→ **TASK BRIEF**
Write the next part of the biography of footballer Graham Cross, picking up right after its last sentence.

→ **TEXT SEGMENT**
----
Graham Frederick Cross (born 15 November 1943) is a former professional footballer and cricketer. He is the record appearance holder for Leicester City, making 599 appearances for the club in all competitions.

Football career
Cross was born in Leicester. He spent most of his career playing for Leicester City originally as an inside forward, then later as a centre-half and occasionally a right half. At Leicester he holds the record for the most appearances for the club with 599 between 1961 and 1975. He went on to join Brighton & Hove Albion and then Preston North End. He made the record number of appearances for the England Under 23 side but never made a full international appearance.
----
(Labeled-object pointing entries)
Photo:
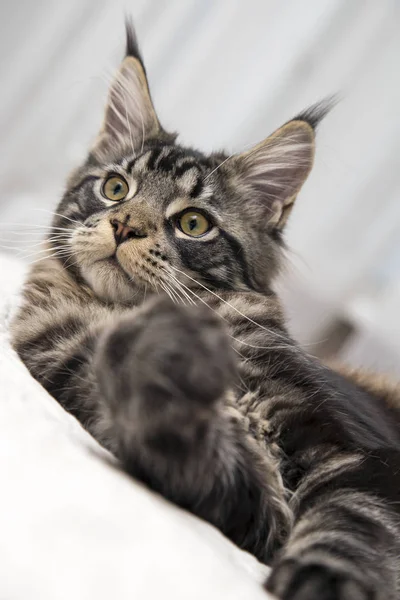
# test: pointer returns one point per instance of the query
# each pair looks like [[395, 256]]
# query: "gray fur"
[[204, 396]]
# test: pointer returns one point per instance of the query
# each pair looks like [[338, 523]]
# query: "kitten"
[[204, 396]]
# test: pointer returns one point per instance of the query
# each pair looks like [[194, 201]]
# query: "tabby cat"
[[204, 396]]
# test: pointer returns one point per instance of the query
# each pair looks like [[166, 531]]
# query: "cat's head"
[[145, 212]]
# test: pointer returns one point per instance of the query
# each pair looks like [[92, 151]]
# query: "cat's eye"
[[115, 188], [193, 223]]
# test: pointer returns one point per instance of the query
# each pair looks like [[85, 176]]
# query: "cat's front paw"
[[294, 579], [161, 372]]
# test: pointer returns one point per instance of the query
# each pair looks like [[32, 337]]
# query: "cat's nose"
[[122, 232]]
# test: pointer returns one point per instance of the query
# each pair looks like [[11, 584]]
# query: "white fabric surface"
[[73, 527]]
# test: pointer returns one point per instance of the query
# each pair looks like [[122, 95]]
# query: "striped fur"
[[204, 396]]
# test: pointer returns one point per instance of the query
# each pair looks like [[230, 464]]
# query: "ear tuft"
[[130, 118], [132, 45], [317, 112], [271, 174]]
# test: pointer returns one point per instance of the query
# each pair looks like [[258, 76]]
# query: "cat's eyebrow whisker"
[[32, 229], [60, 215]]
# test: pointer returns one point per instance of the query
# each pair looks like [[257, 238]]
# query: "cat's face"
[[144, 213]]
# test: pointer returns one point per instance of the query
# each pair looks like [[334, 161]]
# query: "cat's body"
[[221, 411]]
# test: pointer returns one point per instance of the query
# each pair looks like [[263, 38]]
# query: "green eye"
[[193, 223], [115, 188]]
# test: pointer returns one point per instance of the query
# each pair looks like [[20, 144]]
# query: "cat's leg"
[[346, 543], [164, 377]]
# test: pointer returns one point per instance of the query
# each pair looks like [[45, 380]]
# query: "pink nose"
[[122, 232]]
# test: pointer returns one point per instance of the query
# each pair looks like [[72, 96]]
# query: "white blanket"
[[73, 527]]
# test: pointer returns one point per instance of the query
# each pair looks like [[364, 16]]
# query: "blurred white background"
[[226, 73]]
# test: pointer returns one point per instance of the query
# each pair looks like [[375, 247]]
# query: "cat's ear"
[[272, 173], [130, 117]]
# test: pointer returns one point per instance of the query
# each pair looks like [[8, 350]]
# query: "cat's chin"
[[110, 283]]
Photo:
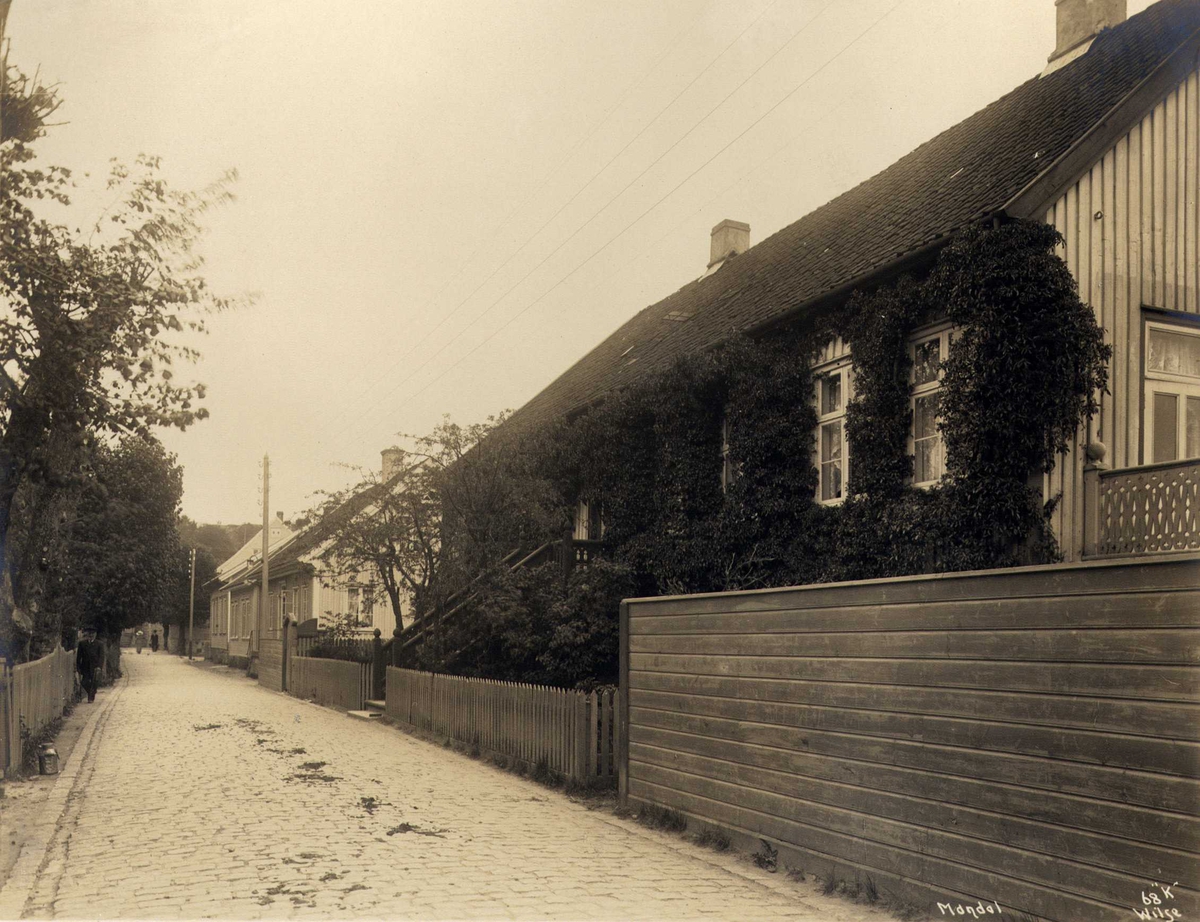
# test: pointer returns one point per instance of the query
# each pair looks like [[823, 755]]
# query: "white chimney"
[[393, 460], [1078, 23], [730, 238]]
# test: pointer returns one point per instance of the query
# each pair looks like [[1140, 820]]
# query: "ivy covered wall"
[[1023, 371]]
----
→ **THE REPLY**
Cricket career
Cross also represented Leicestershire as a right-handed batsman and a right-arm medium-fast bowler between 1961 and 1977. In 83 first-class matches, he scored 2,079 runs (average 18.39), highest score 78 with eight fifties and 61 catches. He took 92 wickets (average 29.95), best bowling 4/28. In 51 ListA matches, he scored 701 runs (average 20.61), highest score 57* with three fifties and 17 catches. He took 63 wickets (average 20.23), best bowling 4/11.

Appearing irregularly because of his football commitments, Cross was nevertheless a good enough player to find a place in Ray Illingworth's successful county side of the late '70s. Cross's last appearance came when the side was stricken by illness in May 1977. A scratch side had to be assembled to play Hampshire at Grace Road in the B&H Cup. Showing his habitual adaptability, he kept wicket for the only time during his career.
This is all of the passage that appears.